**Exercise goal**: Please render the records from the line with "Vision module – locates any lower" through the end of the records as a two-column CSV, one row per record, with the columns "instruction" and "result". Put each field in quotation marks, and change any line breaks inside a field to spaces.

**Recorded data**:
[START]
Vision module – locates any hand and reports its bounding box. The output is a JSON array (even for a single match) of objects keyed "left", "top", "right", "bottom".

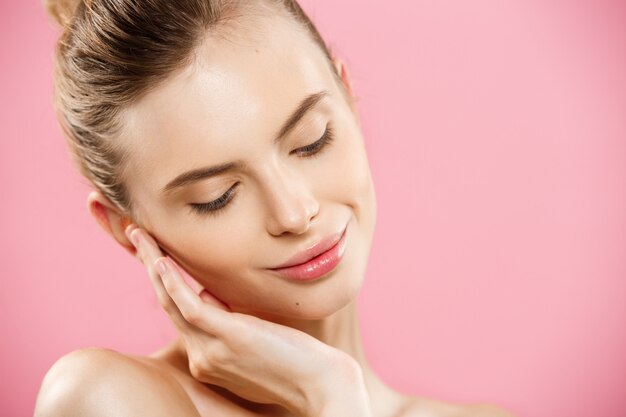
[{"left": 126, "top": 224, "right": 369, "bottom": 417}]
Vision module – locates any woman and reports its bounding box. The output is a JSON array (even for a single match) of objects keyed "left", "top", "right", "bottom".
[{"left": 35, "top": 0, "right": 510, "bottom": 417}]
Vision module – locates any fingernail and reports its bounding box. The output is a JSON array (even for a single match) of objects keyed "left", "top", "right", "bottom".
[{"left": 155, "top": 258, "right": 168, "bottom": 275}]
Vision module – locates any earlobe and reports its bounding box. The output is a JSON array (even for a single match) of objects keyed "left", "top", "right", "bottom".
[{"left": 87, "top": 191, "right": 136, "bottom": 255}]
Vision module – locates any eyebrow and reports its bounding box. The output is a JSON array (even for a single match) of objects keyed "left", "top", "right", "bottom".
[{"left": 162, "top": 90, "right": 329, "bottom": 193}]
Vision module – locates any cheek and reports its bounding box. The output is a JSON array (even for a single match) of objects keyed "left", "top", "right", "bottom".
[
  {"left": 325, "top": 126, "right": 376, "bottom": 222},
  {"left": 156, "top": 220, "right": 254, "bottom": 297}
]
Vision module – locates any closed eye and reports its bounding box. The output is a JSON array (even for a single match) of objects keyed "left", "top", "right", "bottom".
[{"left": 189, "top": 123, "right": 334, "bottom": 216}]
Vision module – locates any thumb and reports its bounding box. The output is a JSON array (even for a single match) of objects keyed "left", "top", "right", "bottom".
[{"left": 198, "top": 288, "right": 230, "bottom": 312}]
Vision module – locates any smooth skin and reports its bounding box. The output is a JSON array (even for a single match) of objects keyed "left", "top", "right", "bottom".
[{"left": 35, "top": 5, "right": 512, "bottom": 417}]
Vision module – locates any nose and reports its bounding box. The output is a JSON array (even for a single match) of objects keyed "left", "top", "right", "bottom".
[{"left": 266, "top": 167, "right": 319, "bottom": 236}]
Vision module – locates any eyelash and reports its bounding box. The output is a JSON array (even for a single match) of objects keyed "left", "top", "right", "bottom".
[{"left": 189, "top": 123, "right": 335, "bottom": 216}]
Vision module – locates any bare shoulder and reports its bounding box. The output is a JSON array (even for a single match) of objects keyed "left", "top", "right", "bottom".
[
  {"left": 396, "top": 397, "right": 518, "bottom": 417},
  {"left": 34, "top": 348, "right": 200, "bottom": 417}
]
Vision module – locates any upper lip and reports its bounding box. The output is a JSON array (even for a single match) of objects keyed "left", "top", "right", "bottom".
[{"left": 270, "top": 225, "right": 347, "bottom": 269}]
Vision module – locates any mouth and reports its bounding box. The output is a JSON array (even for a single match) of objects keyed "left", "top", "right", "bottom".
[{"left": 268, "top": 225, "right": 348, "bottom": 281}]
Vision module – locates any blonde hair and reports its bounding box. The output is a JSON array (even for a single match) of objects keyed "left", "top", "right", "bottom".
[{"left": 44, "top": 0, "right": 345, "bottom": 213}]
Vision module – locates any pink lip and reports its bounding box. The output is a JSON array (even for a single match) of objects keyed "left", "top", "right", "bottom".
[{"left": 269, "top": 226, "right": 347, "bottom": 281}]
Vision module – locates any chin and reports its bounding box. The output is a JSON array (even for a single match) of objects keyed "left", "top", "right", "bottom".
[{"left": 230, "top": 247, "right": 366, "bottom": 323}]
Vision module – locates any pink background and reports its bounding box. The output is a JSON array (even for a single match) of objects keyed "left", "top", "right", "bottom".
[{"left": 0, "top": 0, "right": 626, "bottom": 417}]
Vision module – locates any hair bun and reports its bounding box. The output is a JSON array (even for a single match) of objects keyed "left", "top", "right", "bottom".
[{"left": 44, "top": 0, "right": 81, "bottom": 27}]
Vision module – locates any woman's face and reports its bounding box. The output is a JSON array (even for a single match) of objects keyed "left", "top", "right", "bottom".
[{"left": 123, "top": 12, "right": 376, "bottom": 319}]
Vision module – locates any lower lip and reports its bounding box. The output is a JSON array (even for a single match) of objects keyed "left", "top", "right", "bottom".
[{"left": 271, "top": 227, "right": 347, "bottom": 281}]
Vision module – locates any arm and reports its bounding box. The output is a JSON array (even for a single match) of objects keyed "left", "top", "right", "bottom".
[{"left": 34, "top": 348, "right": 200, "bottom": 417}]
[END]
**Answer**:
instruction,result
"Vision module – locates any lower lip and reports its bounding box. The output is a JSON array (even for a single match) of objects keyed ""left"", ""top"", ""right"", ""bottom"".","[{""left"": 271, ""top"": 227, ""right"": 347, ""bottom"": 281}]"
"Vision module – locates any arm and reports its bounding box. The output is a JSON array (even for a single match) of objects keyed ""left"", ""top"", ""right"", ""bottom"".","[{""left"": 34, ""top"": 348, ""right"": 200, ""bottom"": 417}]"